━━━ Excerpt provided ━━━
Is Telepathy Possible? Perhaps, Due To New Technology

This story is part of a series on the current progression in Regenerative Medicine. This piece discusses advances in brain-machine interfaces.

In 1999, I defined regenerative medicine as the collection of interventions that restore normal function to tissues and organs damaged by disease, injured by trauma, or worn by time. I include a full spectrum of chemical, gene, and protein-based medicines, cell-based therapies, and biomechanical interventions that achieve that goal.

In the mid-20th century, A.E. van Vogt wrote about the potentiality of telepathy in his work Slan. In his writing, mutations in the human germline resulted in a human derivative species capable of telepathy. Thanks to new technology, such advances in the human species may be on the brink of the possible.

Telepathy is the translation of thought into transmissible signals without sound that can be received and understood either by computer or others. Emerging neural decoding technologies will soon allow for highly accurate translation of thoughts to written or spoken language. In a recent study for Nature, Dr. Xupeng Chen and colleagues from New York University translated thoughts into words wirelessly. This technology could revolutionize how we approach brain-machine communication in the coming years.

In previous months, I have described several brain-machine interface technologies that integrate speech translational technologies. However, most have either been limited in the efficacy or overbearing in their form factor. While these innovations are noteworthy, they are far from being implementable in the modern world.

Enter Chen and colleagues’ experiments, in which they implanted electrodes directly into the brain to record electrical activity, a method known as electrocorticography. It provides among the highest-level revolutions of recording we can gather, especially compared to noninvasive methods.

Chen and colleagues used a cohort of epilepsy cases already fitted with the requisite implant. They noted that their speech decoder faced two main challenges. First, deep-learning AI models for speech decoding would require a significant dataset, which did not exist at the time of their study. Second, individual speech production varies significantly in rate, tone, pitch, and other factors. Reconciling these issues into a generalized speech decoder would be challenging.

Their system included two main functions: neural decoding and speech synthesizing. To teach the synthesizer, the researchers fed spoken language to a speech encoder, which was analyzed for all the factors discussed above, such as tone and pitch. Then, they fed that information into the synthesizer, creating a database of speech parameters.

The decoder was taught in a similar fashion. It was fed small snippets of neural data to create a database from which the AI could infer longer neural signals in the future.

They also equipped their decoding model with three deep learning architectures – ResNet, Swin Transformer, and LSTM. Additionally, each learning architecture comes in two forms: causal and non-causal. Causal models only use past and current neural signals to generate speech, whereas non-causal models use past, present, and future neural signals. Future signals come in the form of auditory and speech feedback that is not available in a real-time application, meaning that while non-causal may be more accurate than causal, it is not as relevant for a real-time form of speech decoding.

After training the decoding system and early testing on the epilepsy cohort, the researchers found that the causal versions of ResNet and Swin Transformer were the most accurate architectures for the decoder and focused on these for further analyses.
━━━
Say whether each statement agrees with the article on brain-machine interfaces, answering yes or no and quoting the words of the article that decide it. 1. The researchers recruited new patients and fitted them with implants for the study. 2. Non-causal models use past, present, and future neural signals. 3. The causal version of LSTM was among the most accurate architectures for the decoder. The lines after this text come from a separate source.
━━━ Input data ━━━
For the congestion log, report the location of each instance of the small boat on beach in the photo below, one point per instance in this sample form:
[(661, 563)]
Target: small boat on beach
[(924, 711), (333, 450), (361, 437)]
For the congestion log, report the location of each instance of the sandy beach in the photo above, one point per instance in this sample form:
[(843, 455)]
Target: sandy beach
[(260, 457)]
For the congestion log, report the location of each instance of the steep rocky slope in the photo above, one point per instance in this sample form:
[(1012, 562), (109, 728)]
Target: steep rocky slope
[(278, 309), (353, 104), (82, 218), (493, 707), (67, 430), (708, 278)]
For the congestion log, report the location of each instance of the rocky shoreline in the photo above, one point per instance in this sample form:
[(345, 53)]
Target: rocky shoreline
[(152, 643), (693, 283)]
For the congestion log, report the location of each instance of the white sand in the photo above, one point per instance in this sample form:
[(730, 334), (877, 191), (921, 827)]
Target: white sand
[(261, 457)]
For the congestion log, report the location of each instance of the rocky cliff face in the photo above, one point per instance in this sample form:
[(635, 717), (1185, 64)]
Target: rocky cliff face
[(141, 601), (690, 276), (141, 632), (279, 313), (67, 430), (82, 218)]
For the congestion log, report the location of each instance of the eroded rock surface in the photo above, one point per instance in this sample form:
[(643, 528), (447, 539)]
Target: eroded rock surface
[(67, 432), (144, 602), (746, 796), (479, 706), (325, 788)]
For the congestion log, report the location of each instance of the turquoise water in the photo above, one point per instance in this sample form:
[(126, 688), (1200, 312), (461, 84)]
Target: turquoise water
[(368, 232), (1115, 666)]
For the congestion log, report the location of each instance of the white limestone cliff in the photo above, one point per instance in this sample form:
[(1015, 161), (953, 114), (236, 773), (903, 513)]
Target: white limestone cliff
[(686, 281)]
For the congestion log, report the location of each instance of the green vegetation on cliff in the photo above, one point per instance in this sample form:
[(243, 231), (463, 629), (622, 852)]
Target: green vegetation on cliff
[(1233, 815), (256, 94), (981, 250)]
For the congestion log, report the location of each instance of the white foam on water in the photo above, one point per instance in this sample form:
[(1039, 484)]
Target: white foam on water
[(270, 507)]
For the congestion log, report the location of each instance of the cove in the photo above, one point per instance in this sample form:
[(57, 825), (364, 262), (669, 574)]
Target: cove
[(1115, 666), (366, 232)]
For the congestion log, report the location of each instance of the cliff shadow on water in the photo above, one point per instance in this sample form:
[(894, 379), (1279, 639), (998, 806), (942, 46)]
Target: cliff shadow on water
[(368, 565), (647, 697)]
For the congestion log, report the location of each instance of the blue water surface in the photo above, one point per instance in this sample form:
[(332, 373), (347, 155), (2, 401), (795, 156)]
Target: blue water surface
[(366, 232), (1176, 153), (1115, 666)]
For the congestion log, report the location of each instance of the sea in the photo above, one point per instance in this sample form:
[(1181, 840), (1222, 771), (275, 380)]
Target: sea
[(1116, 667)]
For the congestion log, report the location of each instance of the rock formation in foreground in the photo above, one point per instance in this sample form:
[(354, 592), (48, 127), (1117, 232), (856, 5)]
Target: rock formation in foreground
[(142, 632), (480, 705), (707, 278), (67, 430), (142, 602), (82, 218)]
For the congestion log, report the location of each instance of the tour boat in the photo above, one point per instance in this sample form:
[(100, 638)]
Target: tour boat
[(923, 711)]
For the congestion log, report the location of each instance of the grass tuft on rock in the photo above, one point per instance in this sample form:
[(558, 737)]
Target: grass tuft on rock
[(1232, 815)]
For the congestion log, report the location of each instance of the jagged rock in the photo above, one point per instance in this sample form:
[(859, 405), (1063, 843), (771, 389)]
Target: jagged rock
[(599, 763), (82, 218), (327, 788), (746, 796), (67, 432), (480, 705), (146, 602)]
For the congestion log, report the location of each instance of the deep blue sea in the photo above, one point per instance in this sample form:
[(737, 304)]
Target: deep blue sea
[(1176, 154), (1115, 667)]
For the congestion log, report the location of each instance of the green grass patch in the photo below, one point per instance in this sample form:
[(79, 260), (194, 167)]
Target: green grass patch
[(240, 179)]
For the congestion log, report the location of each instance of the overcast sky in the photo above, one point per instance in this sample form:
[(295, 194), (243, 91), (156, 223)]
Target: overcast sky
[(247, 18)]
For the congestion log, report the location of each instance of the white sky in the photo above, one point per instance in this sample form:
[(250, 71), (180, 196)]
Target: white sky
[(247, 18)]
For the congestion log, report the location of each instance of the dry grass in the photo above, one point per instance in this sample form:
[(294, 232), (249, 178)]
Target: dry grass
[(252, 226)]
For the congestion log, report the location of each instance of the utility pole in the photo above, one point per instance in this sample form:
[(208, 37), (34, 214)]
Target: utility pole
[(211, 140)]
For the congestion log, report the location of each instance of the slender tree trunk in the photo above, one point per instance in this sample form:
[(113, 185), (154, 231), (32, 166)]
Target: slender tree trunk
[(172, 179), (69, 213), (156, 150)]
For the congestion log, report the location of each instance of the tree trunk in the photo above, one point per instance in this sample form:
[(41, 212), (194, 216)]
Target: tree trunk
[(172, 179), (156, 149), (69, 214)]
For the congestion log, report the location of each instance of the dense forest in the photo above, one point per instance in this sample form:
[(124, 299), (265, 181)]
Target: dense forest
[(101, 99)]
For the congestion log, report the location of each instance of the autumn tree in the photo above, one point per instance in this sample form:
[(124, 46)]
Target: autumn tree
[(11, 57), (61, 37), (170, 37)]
━━━
━━━ Input data ━━━
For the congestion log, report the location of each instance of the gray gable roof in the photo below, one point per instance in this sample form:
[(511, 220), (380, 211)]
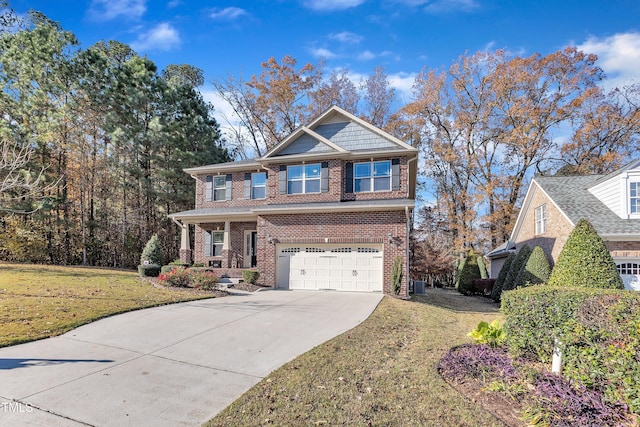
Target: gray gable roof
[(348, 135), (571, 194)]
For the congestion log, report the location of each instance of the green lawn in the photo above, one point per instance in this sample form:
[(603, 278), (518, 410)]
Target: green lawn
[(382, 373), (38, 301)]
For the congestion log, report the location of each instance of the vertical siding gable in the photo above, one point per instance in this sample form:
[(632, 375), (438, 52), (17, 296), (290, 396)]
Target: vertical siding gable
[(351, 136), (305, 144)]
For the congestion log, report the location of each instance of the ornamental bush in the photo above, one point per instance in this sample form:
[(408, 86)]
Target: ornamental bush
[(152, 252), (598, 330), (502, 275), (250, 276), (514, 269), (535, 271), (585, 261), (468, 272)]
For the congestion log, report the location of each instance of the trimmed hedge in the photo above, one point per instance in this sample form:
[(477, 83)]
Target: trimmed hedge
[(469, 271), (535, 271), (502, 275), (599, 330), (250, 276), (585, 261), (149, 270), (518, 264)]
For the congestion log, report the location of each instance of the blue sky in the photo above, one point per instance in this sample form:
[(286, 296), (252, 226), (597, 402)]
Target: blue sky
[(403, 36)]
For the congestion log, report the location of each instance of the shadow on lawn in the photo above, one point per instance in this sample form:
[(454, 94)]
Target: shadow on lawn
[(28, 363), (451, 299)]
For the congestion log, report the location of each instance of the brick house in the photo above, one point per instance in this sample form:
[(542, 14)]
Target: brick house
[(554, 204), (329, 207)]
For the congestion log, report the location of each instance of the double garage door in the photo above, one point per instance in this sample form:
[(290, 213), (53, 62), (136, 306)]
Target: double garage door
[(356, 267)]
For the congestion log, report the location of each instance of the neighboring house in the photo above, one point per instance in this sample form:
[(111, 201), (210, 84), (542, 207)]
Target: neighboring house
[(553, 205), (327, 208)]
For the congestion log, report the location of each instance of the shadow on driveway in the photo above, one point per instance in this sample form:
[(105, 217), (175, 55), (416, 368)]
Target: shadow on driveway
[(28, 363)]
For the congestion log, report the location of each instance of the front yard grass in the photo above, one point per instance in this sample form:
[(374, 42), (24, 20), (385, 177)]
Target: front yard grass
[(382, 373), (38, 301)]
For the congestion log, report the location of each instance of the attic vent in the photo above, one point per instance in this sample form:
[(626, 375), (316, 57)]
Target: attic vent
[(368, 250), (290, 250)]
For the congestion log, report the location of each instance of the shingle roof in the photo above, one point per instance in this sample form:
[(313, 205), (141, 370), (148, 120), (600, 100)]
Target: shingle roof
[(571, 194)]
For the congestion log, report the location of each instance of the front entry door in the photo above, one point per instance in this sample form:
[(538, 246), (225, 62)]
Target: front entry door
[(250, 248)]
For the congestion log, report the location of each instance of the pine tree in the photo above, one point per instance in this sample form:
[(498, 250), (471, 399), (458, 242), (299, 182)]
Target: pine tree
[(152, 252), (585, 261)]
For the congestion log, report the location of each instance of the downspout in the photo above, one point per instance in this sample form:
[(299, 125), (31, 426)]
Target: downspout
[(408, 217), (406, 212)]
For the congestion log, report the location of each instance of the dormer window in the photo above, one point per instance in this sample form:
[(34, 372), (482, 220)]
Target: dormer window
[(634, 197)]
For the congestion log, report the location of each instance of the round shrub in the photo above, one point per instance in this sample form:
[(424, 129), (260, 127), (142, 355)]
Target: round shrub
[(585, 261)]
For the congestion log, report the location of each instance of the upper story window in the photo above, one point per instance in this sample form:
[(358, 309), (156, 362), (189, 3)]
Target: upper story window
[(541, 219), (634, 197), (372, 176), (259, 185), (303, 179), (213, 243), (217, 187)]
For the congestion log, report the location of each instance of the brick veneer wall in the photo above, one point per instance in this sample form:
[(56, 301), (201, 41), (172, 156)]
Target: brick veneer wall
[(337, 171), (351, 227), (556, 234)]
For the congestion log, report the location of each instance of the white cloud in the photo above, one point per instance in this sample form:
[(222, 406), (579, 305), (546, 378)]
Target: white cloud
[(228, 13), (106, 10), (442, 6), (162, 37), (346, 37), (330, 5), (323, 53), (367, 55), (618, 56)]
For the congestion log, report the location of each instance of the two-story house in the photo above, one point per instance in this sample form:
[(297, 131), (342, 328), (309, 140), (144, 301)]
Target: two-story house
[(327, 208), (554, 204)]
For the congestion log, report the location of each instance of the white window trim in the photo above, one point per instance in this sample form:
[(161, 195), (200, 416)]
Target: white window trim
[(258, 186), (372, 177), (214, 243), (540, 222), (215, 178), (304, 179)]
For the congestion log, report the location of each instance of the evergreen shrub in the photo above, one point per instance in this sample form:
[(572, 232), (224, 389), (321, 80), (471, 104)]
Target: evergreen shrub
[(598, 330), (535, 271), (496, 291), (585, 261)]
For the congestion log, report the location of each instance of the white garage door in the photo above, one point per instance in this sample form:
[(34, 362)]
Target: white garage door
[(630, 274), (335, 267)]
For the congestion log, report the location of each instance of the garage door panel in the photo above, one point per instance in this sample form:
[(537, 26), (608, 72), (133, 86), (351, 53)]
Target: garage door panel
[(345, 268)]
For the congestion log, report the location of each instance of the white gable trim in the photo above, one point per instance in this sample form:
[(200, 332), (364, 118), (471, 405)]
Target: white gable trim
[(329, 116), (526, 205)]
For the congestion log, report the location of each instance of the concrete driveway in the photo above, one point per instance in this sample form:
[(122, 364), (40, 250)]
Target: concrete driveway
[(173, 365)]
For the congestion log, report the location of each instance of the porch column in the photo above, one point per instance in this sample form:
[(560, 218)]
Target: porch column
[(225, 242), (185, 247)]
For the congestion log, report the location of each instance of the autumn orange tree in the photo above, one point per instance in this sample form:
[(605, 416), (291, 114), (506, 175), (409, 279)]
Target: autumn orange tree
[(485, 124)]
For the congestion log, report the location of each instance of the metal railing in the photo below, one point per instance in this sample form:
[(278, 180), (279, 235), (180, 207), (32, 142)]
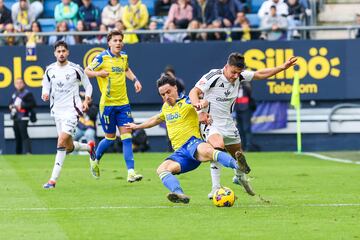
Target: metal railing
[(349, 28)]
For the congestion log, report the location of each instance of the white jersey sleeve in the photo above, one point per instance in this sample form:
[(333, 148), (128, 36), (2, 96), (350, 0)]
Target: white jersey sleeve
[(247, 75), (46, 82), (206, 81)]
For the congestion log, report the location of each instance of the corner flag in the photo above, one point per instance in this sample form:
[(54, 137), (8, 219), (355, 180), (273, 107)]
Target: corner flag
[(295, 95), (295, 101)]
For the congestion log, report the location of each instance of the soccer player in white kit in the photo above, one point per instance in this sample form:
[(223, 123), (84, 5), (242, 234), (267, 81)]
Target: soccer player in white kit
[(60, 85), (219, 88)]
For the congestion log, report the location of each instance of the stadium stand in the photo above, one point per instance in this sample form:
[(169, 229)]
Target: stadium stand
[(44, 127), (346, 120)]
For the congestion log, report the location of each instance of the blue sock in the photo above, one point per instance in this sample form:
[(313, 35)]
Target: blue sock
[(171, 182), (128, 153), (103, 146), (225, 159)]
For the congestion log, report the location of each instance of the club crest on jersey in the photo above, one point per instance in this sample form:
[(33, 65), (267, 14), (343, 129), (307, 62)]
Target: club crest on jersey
━━━
▸ **Expected answer**
1. No: "used a cohort of epilepsy cases already fitted with the requisite implant"
2. Yes: "non-causal models use past, present, and future neural signals"
3. No: "the causal versions of ResNet and Swin Transformer were the most accurate architectures for the decoder"